Task requirements: Repeat exactly the lines below from the line that contains "It would be wonderful if you could pinpoint every hood" to the last line, inclusive, without the pictures.

Data for this task:
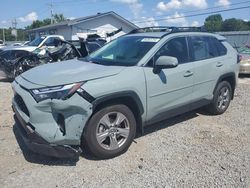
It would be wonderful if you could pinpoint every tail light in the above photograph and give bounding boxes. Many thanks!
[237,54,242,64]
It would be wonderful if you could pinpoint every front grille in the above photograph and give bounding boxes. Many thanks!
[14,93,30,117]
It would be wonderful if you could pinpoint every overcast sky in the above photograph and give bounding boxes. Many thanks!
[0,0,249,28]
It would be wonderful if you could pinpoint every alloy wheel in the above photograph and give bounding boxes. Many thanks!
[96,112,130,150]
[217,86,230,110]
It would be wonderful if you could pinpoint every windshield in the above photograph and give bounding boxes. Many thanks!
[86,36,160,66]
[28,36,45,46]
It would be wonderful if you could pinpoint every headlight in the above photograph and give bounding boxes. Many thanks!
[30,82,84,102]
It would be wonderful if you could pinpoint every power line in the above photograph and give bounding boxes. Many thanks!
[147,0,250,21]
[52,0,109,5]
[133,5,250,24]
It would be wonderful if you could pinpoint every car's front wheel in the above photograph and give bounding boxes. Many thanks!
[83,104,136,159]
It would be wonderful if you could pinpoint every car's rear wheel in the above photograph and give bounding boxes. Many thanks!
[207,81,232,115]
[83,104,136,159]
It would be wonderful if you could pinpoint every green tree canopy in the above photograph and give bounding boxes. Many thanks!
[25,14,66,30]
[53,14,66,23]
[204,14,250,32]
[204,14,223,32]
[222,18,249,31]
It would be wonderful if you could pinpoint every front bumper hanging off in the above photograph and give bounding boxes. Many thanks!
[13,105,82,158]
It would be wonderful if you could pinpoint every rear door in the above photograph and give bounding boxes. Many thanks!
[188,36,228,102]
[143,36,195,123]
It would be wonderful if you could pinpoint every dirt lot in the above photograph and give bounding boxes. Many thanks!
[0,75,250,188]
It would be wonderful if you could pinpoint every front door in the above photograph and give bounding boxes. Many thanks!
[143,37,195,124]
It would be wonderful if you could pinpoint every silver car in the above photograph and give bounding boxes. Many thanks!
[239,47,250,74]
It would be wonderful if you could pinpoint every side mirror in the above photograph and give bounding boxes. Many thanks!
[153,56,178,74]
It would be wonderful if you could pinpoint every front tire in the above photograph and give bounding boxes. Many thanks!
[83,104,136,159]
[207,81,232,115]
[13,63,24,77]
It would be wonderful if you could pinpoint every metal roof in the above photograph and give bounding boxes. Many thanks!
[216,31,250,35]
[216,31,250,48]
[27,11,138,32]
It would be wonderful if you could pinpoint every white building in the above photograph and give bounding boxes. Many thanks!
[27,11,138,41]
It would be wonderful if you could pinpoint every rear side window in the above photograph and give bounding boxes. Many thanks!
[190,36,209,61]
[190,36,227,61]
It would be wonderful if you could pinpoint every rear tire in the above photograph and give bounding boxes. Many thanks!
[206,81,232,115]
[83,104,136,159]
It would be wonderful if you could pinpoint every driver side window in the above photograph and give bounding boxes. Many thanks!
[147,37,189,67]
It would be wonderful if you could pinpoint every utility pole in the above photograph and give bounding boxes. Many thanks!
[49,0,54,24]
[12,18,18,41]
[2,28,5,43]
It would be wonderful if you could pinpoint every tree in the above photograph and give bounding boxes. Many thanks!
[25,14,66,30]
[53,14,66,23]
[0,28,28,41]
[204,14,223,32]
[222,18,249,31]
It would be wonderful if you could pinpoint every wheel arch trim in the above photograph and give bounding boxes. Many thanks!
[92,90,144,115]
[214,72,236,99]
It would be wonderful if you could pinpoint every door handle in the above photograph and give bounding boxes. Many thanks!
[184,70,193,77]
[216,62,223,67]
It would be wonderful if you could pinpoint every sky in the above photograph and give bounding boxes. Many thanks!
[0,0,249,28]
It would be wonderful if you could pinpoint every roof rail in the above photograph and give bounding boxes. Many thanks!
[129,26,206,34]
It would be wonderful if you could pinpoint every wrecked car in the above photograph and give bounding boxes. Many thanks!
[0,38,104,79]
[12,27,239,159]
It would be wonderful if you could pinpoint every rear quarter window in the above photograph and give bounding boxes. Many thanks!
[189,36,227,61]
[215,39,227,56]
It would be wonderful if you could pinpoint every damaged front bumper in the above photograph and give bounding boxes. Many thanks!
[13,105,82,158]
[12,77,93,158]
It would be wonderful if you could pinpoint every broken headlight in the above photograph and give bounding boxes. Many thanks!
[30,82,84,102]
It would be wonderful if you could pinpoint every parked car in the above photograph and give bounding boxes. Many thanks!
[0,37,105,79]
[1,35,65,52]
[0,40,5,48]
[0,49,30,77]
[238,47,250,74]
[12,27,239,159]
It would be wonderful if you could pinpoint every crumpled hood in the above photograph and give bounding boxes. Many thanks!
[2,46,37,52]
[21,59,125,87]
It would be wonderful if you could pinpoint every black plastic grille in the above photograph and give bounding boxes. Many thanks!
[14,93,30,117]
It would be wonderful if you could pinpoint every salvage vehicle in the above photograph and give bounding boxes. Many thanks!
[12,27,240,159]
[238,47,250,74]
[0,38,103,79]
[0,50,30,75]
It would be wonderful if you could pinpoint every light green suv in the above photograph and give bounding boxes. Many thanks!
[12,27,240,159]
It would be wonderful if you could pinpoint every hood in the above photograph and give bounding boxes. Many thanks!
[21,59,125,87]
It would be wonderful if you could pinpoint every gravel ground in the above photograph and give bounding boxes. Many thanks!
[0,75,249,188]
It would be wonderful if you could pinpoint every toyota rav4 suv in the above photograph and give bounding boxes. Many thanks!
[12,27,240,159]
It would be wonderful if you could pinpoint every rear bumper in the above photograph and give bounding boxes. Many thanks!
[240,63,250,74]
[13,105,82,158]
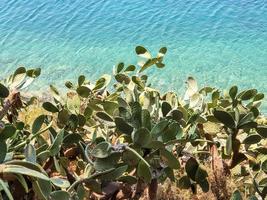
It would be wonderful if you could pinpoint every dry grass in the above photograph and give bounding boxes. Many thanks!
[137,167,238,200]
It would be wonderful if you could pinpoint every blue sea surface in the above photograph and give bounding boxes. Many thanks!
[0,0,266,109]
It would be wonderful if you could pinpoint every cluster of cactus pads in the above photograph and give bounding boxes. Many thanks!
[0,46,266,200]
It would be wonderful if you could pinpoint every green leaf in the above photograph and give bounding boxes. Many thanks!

Solution below:
It would be wonderful if you could pinpoint every hood in the above photograph and give bounding boxes. Many thanks!
[21,59,125,87]
It would be wonderful if you could pinpoint every gravel ground in the above photograph and give bounding boxes. Many thanks!
[0,75,249,188]
It would be wonderful if you could pinpoint every toyota rav4 suv in the above photograph and give bounding boxes. Many thanks!
[12,27,240,159]
It would be wonderful if you could pinpoint every rear bumper in the above photograph and give bounding boxes. Many thanks!
[240,63,250,74]
[13,105,82,158]
It would be wonderful if you could pinpoint every dry grass in the above photograph and give bounding boxes. Many thanks!
[137,167,238,200]
It would be wonderful if you could pinpoint every blue sea surface in the above photograph and give bounding boxes. Many thanks!
[0,0,266,109]
It would be wonderful if you could pinpoint every cluster of cactus pads in the above photograph and give bounding boxes. Many thanks!
[0,46,266,200]
It would be wonderful if you could pinpoint every green leaf in the above photograph and give bounding boxes. Many thanks!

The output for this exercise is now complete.